→ REQUIREMENT 1
According to the biographical passage, in what month and year did Cyndi Silverman become the Anti-Defamation League's Regional Director for the Santa Barbara Tri-Counties Region?
→ REQUIREMENT 2
Write the next few sentences of the biographical passage, picking up right after its final sentence.

Dr. Riskin was a founding member of Human Rights Watch/California and currently serves as Co-Chair of the Santa Barbara Committee of Human Rights Watch. She is a director emerita of the International Board of Human Rights Watch and was chair of the Hellman-Hammett Committee that oversaw the distribution of funds from the estate of Lillian Hellman to writers persecuted around the world. She serves on the Board of Directors of NPR station KCRW and co-chairs the Santa Barbara Advisory Committee of KCRW. She has a BA in Humanities from USC, a Master’s Degree in Psychology from Antioch University Los Angeles, and a PhD in Counseling Psychology from the University of Southern California. She had a private practice as a psychologist before becoming a screenwriter and producer of movies-for-television. Ms. Riskin now resides fulltime in Santa Barbara with her husband, award-winning writer and producer David W. Rintels.
Cyndi Silverman joined the Anti-Defamation League (ADL) as its Regional Director for the Santa Barbara Tri-Counties Region in April 2008.
From 1995 to 1998, Ms. Silverman worked for the United States Agency for International Development, West Bank/Gaza Mission, a branch of the US Embassy in Tel Aviv, Israel. In her capacity in the Executive Office of USAID, she organized numerous congressional visits within Israel and the West Bank in addition to working on Secretary of State visits. While at USAID she had the opportunity to participate in numerous meetings with high level United States and Israeli government officials.
Prior to Ms. Silverman’s time in Israel, she worked professionally as the Executive Director of the Jewish Federation of Victoria and Vancouver Island in British Columbia, Canada. She has served on numerous boards of directors for Jewish organizations.

→ SUPPLIED INFORMATION
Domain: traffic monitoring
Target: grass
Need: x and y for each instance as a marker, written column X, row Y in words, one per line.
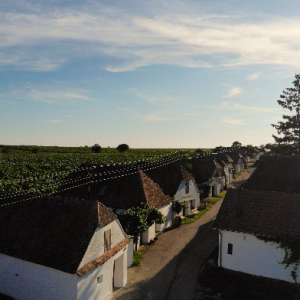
column 137, row 258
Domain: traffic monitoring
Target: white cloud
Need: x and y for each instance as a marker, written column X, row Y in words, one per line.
column 153, row 99
column 234, row 92
column 154, row 118
column 231, row 121
column 258, row 109
column 57, row 96
column 56, row 121
column 253, row 77
column 43, row 39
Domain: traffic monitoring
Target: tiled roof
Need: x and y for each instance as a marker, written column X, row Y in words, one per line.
column 49, row 231
column 168, row 177
column 259, row 212
column 102, row 259
column 154, row 194
column 105, row 216
column 276, row 173
column 203, row 169
column 187, row 176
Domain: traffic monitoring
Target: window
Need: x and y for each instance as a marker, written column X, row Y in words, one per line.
column 99, row 279
column 107, row 240
column 229, row 249
column 187, row 187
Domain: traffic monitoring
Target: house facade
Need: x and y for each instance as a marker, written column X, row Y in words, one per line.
column 249, row 223
column 61, row 249
column 188, row 192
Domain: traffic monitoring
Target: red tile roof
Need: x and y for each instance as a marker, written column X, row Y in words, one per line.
column 260, row 212
column 102, row 259
column 154, row 195
column 187, row 176
column 105, row 216
column 276, row 173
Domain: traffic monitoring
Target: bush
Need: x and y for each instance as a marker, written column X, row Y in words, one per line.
column 137, row 258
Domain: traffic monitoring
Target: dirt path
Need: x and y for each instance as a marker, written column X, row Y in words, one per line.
column 170, row 268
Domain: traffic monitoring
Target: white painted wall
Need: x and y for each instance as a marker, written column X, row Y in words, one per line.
column 96, row 246
column 167, row 212
column 25, row 280
column 253, row 256
column 193, row 194
column 149, row 235
column 89, row 288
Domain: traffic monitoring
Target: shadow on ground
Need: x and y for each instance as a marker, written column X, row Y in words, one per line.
column 178, row 279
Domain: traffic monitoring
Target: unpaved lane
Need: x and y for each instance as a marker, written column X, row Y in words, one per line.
column 171, row 266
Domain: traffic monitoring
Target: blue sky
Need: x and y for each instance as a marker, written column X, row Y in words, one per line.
column 155, row 74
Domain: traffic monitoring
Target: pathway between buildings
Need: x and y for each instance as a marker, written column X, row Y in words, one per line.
column 170, row 267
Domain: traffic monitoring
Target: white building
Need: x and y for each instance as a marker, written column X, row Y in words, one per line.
column 188, row 192
column 247, row 214
column 54, row 248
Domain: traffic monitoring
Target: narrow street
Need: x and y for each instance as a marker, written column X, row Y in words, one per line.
column 171, row 266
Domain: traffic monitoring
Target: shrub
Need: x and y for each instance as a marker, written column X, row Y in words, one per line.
column 137, row 258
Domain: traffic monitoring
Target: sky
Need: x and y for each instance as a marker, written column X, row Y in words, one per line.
column 151, row 74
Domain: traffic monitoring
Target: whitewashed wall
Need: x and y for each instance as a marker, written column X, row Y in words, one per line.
column 96, row 246
column 28, row 281
column 253, row 256
column 193, row 193
column 167, row 212
column 90, row 288
column 149, row 235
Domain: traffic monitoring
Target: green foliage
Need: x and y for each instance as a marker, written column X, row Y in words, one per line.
column 291, row 246
column 192, row 218
column 42, row 173
column 222, row 194
column 138, row 219
column 96, row 148
column 122, row 148
column 178, row 206
column 236, row 145
column 137, row 258
column 289, row 128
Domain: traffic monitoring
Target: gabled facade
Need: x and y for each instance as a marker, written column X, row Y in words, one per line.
column 209, row 176
column 247, row 214
column 54, row 248
column 188, row 192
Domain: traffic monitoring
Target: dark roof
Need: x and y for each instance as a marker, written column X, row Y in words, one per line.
column 276, row 173
column 203, row 169
column 259, row 212
column 49, row 231
column 124, row 192
column 154, row 194
column 105, row 216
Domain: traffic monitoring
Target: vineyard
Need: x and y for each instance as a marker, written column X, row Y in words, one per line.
column 42, row 170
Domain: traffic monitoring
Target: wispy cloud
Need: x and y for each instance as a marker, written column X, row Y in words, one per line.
column 154, row 118
column 233, row 121
column 153, row 99
column 257, row 109
column 234, row 92
column 253, row 77
column 137, row 38
column 56, row 121
column 57, row 96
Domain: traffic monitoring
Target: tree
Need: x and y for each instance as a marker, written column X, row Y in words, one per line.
column 138, row 219
column 96, row 148
column 123, row 148
column 289, row 128
column 236, row 145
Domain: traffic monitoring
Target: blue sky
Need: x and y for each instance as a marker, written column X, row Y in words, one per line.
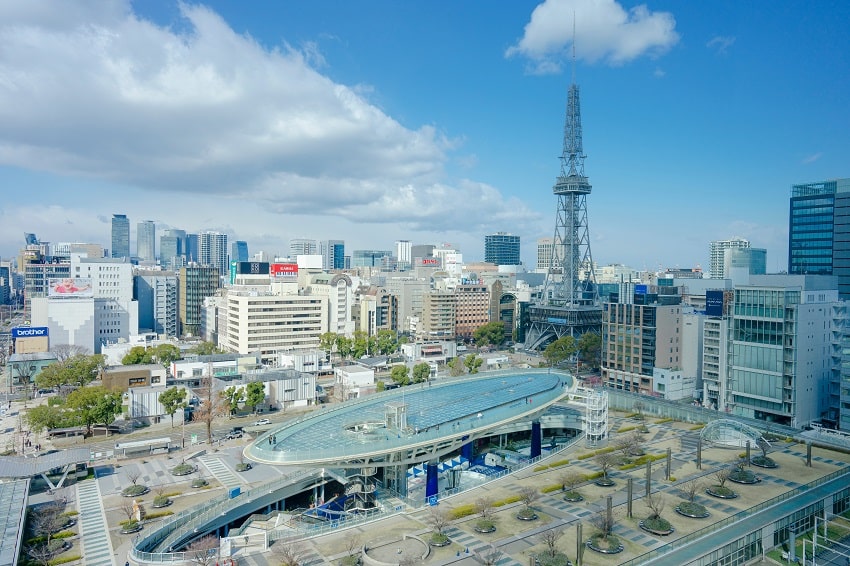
column 428, row 121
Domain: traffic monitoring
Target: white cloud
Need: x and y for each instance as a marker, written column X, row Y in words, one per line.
column 720, row 43
column 604, row 30
column 196, row 108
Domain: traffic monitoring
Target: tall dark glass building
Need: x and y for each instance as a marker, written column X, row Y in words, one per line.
column 120, row 236
column 819, row 231
column 501, row 248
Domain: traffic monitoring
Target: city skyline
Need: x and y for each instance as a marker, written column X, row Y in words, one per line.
column 372, row 123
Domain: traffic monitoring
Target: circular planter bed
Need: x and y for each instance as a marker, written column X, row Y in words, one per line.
column 660, row 527
column 134, row 490
column 183, row 469
column 745, row 477
column 692, row 510
column 484, row 526
column 527, row 515
column 611, row 545
column 721, row 492
column 763, row 462
column 131, row 527
column 573, row 496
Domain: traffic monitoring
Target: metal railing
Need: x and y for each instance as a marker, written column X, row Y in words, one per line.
column 689, row 538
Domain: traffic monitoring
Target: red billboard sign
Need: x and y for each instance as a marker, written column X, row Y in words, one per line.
column 283, row 269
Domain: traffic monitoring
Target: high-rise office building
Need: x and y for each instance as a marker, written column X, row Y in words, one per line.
column 302, row 246
column 333, row 254
column 120, row 236
column 501, row 248
column 717, row 251
column 212, row 250
column 404, row 253
column 146, row 241
column 172, row 249
column 239, row 251
column 819, row 231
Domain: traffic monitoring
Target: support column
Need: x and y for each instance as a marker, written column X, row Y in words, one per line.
column 431, row 480
column 536, row 439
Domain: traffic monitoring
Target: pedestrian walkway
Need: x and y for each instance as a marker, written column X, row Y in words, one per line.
column 220, row 471
column 94, row 532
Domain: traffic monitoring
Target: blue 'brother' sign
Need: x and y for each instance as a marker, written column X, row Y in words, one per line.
column 29, row 331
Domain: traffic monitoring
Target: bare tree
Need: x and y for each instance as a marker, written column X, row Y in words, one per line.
column 484, row 507
column 203, row 551
column 550, row 538
column 288, row 553
column 605, row 461
column 656, row 503
column 721, row 476
column 489, row 555
column 528, row 495
column 690, row 489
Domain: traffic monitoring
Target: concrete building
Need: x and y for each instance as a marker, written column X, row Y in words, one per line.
column 333, row 254
column 438, row 316
column 717, row 255
column 156, row 293
column 473, row 308
column 272, row 322
column 120, row 236
column 195, row 283
column 639, row 334
column 146, row 241
column 502, row 248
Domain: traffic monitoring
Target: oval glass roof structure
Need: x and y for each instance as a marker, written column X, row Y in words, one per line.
column 730, row 434
column 424, row 419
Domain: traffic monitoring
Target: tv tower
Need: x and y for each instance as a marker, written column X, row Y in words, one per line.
column 570, row 303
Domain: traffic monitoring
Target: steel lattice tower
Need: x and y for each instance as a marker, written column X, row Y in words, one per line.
column 570, row 302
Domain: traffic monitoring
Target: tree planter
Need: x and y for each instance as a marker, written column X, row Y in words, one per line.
column 746, row 477
column 721, row 492
column 484, row 526
column 764, row 462
column 692, row 510
column 660, row 527
column 183, row 469
column 135, row 491
column 610, row 546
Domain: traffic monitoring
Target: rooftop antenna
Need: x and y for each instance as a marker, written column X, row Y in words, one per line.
column 574, row 46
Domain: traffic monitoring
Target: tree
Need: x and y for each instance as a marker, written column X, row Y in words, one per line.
column 386, row 342
column 560, row 350
column 211, row 407
column 590, row 348
column 327, row 342
column 421, row 372
column 456, row 367
column 94, row 405
column 490, row 334
column 399, row 374
column 137, row 355
column 472, row 363
column 232, row 396
column 255, row 395
column 172, row 399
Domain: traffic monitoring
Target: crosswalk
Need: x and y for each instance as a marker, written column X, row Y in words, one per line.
column 94, row 532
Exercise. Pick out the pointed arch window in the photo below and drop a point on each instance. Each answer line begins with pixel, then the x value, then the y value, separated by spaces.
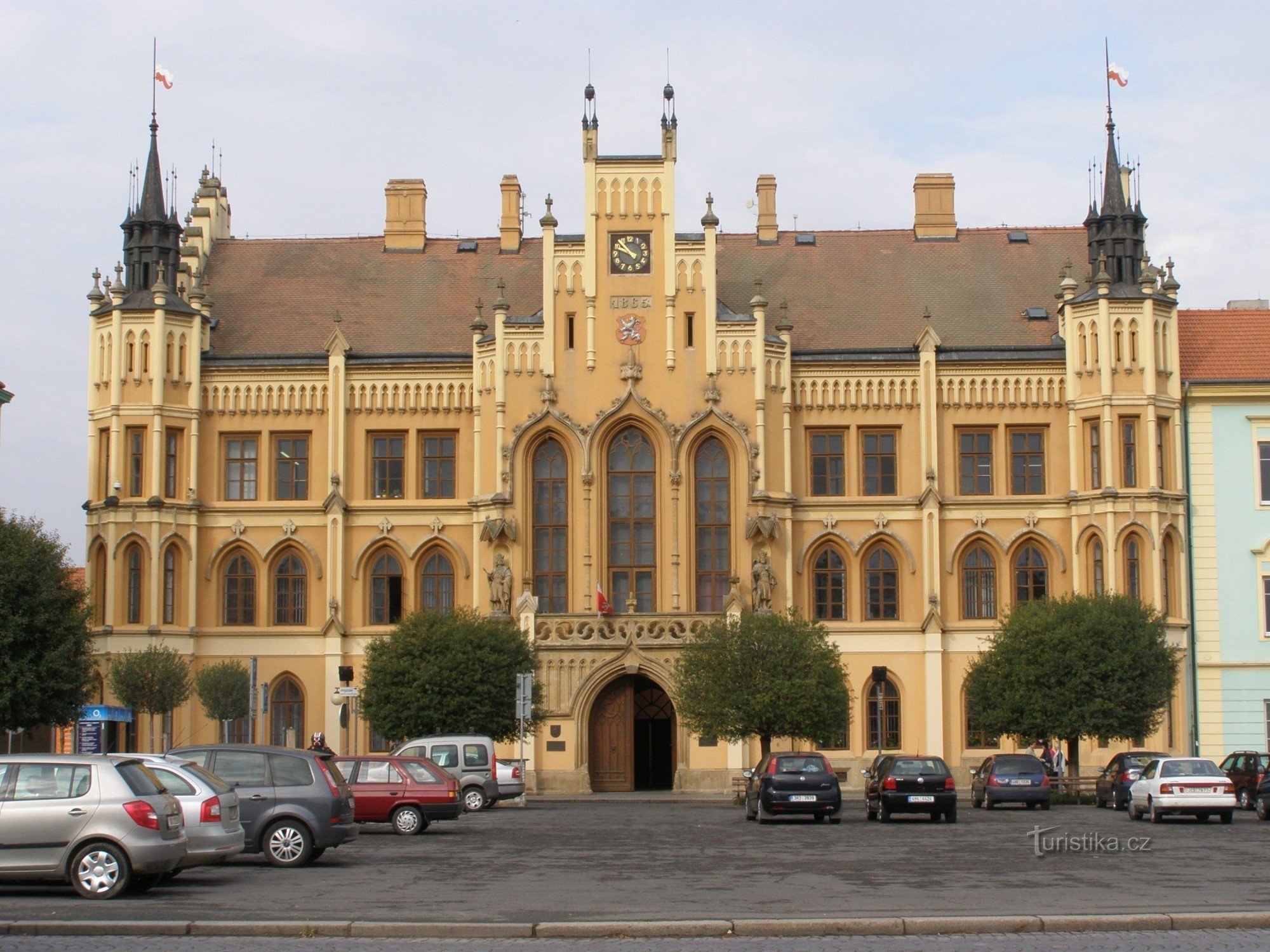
pixel 438 583
pixel 286 713
pixel 632 521
pixel 385 590
pixel 713 525
pixel 134 562
pixel 552 527
pixel 290 591
pixel 882 586
pixel 239 604
pixel 1032 576
pixel 830 586
pixel 979 585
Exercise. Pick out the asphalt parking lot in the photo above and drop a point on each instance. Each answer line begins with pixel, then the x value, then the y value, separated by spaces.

→ EXERCISE OUTPUT 1
April 2008

→ EXERCISE OUTPUT 2
From 1979-2001, Ms. Silverman and her late husband Dr. Julian Silverman owned an organizational development consulting firm, working with hospitals, medical clinics, investment banking companies, and small privately owned businesses.
In the late 1970s Ms. Silverman lived and worked at Esalen Institute in Big Sur.
Ms. Silverman, a native Californian, attended San Diego State University and has a Bachelor of Arts in Organizational Psychology. She has a 30-year-old daughter, Samantha Silverman, currently a graduate student at the Yale Divinity School.
Marina Andina spent a decade working for the U.S. Refugee Admissions Program (USRAP) both overseas and in the United States. She has worked with the United Nations High Commissioner for Refugees in West Africa and was Deputy Director of the Resettlement Support Centers in both Austria and Kenya before joining the Department of State in 2013. As the Overseas Section Chief for the Office of Refugee Admissions at the Department of State, she was responsible for overseeing global refugee processing to the United States and ensuring that the global network of 9 NGO managed Resettlement Support Centers were working effectively and efficiently. In late 2015, Marina left the Department of State to return to her home in Santa Barbara, where she currently lives.